- Extrait à lire -
'''

Il faut dire que la population ayant si bien assimilé le mécanisme, il ne viendrait à l’idée de personne de passer par la filière officielle pour une quelconque démarche, on commencera, toujours, par la combine, c’est-à-dire rechercher les relations susceptibles de faire aboutir ladite démarche.
Il est certes vrai que le terreau s’y prête. Le réseau souterrain de services, trafic d’influence, parrainage et cooptation, magouilles, combines est extrêmement dense. Il croit avec l’informel qui a tout gangrené. Les «usagers» de ce type d’échanges n’ont ni remord ni scrupule. Il s’agit, pensent-ils, d’un échange de «bons procédés». Cela se pratique à un niveau assez bas entre «potes» et connaissances. Mais cela continue jusqu’au sommet de l’Etat ! Même pour ceux qui arrivent à accéder à un poste ou une fonction élective, la première question qui se pose à eux, est la suivante : qu’est-ce que je peux en tirer pour mon profit personnel ?
Alors, c’est ainsi ? Apparemment oui, car les algériens sont, en définitive, travaillés par la fièvre du passe-droit et de l’arrivisme ! Et leurs élus, tout comme leurs responsables locaux se servent des institutions comme de leur propre bien. Aucun contrôle, ou presque, ne pèse sur eux, au sens macro et micro-économique. On ouvre des milliers de postes de travail bidons, ceux du filet social notamment, pour satisfaire la révolte et on couvre d’avantages tous ceux qui font la grève, pour acheter la paix sociale ?

'''

- À faire -
A: Relevez, dans l'extrait, tous les termes énumérés comme composantes du réseau souterrain qui y est décrit.
B: Recopiez le passage de l'extrait qui va de "Il faut dire" jusqu'à "aboutir ladite démarche." inclus.
Appuyez-vous uniquement sur l'extrait.

- Jeu de données -
'''

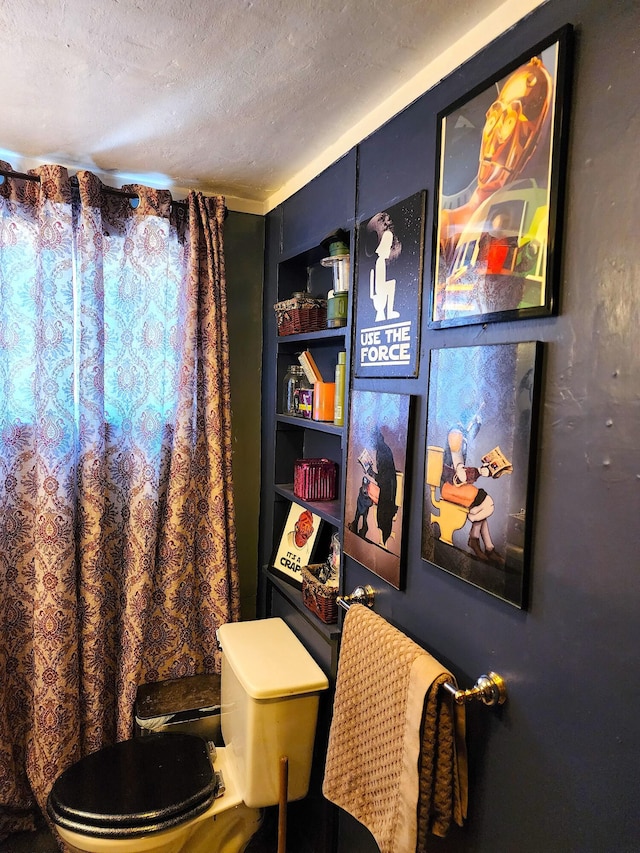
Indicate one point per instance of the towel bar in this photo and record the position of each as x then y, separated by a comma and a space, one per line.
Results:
490, 689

'''

- Corrigé -
A: services, trafic d'influence, parrainage, cooptation, magouilles, combines

B:
Il faut dire que la population ayant si bien assimilé le mécanisme, il ne viendrait à l’idée de personne de passer par la filière officielle pour une quelconque démarche, on commencera, toujours, par la combine, c’est-à-dire rechercher les relations susceptibles de faire aboutir ladite démarche.